WHAT IS BEING ASKED ▸ Leave out every picture and restate word for word the lines from the one with "Would you mind pinning the blue-gray" to the final line.

Saved data entries
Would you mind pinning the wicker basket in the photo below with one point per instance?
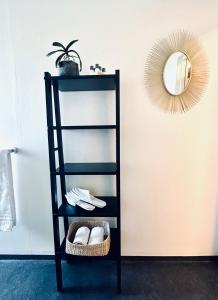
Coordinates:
(101, 249)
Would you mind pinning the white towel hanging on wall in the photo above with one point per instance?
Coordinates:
(7, 203)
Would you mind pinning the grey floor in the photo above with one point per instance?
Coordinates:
(23, 280)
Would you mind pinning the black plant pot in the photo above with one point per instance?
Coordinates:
(68, 68)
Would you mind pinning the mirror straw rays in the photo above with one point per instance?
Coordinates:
(180, 41)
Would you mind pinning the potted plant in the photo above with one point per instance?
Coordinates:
(66, 61)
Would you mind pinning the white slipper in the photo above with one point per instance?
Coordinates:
(73, 200)
(85, 195)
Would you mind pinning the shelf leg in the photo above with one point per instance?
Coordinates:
(58, 274)
(119, 289)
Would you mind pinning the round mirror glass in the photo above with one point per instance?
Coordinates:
(177, 73)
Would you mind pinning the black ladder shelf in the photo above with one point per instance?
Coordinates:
(53, 85)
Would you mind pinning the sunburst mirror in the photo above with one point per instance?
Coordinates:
(176, 72)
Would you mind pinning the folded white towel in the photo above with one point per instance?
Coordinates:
(7, 204)
(96, 235)
(82, 236)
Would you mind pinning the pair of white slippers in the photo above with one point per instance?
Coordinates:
(83, 199)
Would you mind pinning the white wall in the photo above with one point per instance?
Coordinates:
(169, 163)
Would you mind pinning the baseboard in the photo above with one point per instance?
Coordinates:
(170, 258)
(124, 258)
(25, 257)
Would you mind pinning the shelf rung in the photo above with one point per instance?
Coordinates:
(78, 127)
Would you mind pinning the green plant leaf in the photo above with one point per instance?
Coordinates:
(57, 44)
(52, 52)
(59, 59)
(71, 43)
(77, 54)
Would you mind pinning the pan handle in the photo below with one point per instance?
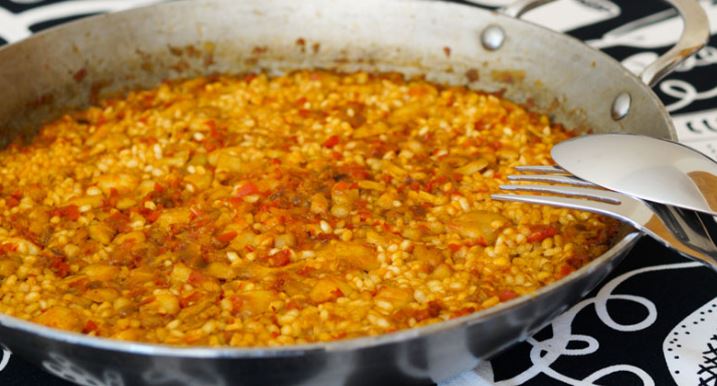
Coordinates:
(695, 34)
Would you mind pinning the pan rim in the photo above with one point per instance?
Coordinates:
(622, 244)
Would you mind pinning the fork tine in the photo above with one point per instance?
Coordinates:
(564, 202)
(594, 194)
(556, 179)
(541, 169)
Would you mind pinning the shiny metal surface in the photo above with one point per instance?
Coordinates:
(680, 230)
(694, 35)
(651, 169)
(70, 66)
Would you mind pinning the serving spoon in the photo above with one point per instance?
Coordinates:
(652, 169)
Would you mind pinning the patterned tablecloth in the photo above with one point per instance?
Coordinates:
(652, 322)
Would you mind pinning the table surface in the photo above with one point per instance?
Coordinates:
(652, 322)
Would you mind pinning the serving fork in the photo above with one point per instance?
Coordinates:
(689, 232)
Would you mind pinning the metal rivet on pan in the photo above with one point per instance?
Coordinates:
(621, 106)
(492, 37)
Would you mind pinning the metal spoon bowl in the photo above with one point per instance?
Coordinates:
(644, 167)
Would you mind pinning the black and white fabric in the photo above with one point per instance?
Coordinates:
(652, 322)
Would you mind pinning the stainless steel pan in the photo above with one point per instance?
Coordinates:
(580, 87)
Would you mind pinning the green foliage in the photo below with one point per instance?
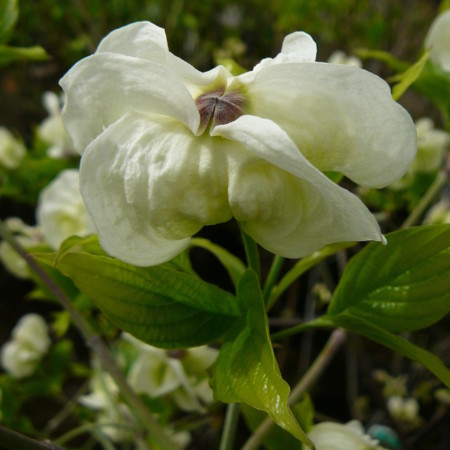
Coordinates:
(402, 286)
(394, 342)
(408, 77)
(8, 18)
(162, 306)
(246, 370)
(234, 266)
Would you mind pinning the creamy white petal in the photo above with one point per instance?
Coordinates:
(104, 87)
(341, 118)
(314, 211)
(147, 40)
(149, 185)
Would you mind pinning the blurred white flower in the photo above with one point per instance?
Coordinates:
(406, 409)
(340, 57)
(438, 39)
(52, 131)
(168, 149)
(61, 212)
(334, 436)
(11, 149)
(431, 146)
(30, 342)
(26, 236)
(182, 374)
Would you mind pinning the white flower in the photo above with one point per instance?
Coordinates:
(400, 408)
(11, 150)
(334, 436)
(340, 57)
(30, 341)
(61, 212)
(157, 372)
(431, 146)
(52, 131)
(168, 149)
(438, 39)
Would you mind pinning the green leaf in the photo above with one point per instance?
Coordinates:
(303, 266)
(402, 286)
(246, 370)
(159, 305)
(397, 343)
(10, 54)
(434, 83)
(234, 266)
(407, 78)
(9, 13)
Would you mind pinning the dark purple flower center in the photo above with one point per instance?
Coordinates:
(220, 106)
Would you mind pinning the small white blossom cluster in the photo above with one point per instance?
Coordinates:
(29, 342)
(60, 214)
(334, 436)
(11, 150)
(52, 131)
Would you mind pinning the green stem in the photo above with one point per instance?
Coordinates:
(419, 210)
(272, 277)
(335, 341)
(251, 253)
(301, 267)
(230, 426)
(95, 342)
(320, 322)
(11, 440)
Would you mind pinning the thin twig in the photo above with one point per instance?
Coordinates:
(335, 341)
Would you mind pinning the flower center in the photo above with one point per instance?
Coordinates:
(219, 106)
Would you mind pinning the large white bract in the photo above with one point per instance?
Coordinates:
(167, 149)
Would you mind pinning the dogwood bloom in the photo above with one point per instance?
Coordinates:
(30, 341)
(156, 372)
(11, 149)
(437, 40)
(61, 212)
(167, 149)
(340, 57)
(334, 436)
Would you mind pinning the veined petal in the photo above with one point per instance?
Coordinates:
(102, 88)
(149, 185)
(147, 40)
(341, 118)
(323, 212)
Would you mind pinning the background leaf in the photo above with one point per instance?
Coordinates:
(8, 18)
(159, 305)
(234, 266)
(396, 343)
(10, 54)
(246, 370)
(402, 286)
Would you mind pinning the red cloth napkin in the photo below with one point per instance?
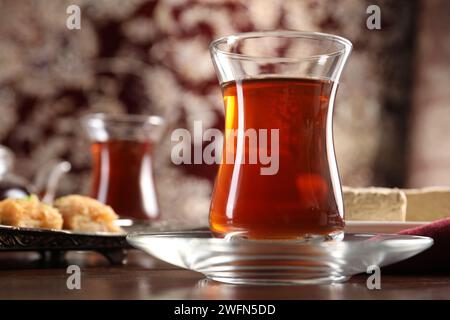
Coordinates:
(436, 259)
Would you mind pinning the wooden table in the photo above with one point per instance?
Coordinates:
(23, 277)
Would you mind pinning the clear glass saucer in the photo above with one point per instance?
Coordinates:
(265, 262)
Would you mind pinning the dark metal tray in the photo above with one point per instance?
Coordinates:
(53, 244)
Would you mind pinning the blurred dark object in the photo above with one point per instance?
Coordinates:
(11, 186)
(45, 185)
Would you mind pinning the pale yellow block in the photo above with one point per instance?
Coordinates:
(374, 204)
(427, 204)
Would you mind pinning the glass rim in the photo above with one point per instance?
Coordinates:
(312, 35)
(122, 118)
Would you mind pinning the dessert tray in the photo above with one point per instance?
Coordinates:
(266, 262)
(52, 244)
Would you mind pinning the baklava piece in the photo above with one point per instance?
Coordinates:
(82, 213)
(29, 212)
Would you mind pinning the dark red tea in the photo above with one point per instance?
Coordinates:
(302, 197)
(122, 177)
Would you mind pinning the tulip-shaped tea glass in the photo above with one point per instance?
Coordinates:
(278, 177)
(122, 148)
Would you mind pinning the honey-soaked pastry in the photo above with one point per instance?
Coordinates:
(29, 212)
(82, 213)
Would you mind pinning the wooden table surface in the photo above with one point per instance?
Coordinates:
(23, 277)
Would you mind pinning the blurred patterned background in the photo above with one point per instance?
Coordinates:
(392, 113)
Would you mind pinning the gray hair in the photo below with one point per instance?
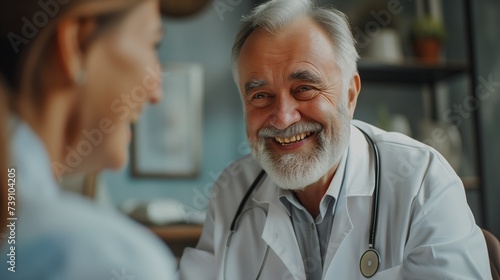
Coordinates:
(277, 14)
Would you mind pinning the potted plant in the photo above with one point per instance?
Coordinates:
(428, 35)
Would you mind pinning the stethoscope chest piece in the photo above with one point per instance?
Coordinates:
(369, 262)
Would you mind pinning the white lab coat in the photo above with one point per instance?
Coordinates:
(425, 227)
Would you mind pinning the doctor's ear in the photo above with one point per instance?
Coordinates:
(353, 93)
(72, 42)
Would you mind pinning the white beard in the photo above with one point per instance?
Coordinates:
(298, 170)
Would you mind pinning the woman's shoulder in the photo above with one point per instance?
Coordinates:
(78, 239)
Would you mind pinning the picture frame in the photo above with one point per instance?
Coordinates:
(166, 139)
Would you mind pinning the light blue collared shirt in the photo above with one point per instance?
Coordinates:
(62, 236)
(313, 235)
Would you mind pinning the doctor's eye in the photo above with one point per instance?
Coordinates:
(305, 93)
(260, 99)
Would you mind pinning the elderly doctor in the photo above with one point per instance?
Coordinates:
(320, 199)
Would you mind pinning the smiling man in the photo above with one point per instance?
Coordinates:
(324, 197)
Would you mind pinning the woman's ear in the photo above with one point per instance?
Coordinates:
(353, 93)
(72, 35)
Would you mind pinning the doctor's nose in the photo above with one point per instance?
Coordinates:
(284, 112)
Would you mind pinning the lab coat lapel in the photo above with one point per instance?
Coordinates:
(358, 181)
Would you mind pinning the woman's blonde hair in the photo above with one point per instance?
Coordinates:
(28, 33)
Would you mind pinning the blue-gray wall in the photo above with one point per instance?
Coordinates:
(207, 39)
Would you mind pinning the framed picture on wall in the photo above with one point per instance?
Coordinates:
(166, 140)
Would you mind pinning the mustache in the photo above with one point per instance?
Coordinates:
(294, 129)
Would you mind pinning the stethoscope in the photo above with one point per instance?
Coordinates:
(369, 261)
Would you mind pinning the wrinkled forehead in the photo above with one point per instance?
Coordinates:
(301, 43)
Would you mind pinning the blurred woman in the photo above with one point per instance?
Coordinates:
(79, 72)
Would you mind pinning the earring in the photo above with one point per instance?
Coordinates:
(80, 78)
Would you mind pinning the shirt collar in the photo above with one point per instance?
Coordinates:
(288, 199)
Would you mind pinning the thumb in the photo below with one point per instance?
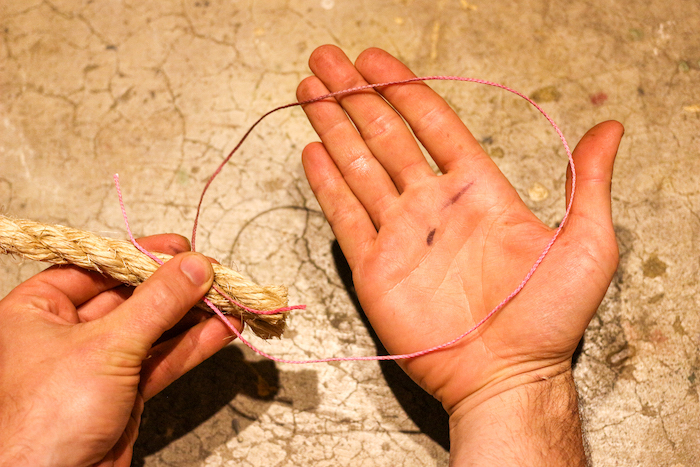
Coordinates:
(594, 157)
(590, 221)
(162, 300)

TASK RESPONSE ▸
Would you mind pinning the blue-gray wall in the photo above with one point per instance?
Coordinates:
(207, 39)
Would you mind pinning the framed picture on wall in the photo above with one point per instance?
Coordinates:
(166, 140)
Would you mind pinning the mustache in the photo above with one point per instance?
Coordinates:
(294, 129)
Would you mind pinning the stethoscope in the photo above with one point per instance?
Coordinates:
(369, 261)
Would you mind pinning the wrinkled forehead in the photo above with one point per instance?
Coordinates:
(301, 43)
Would you mind pinning the blurred woman in the photo above with one point per instance?
Coordinates:
(79, 72)
Would you mind pinning the earring in the photo above with one point per instance?
Coordinates:
(80, 78)
Would you mind pinning the shirt collar in the photo above with one point per instance?
Coordinates:
(288, 199)
Would you mind pinning the thumb in the photo below with one point per instance?
Coordinates:
(594, 157)
(590, 221)
(162, 300)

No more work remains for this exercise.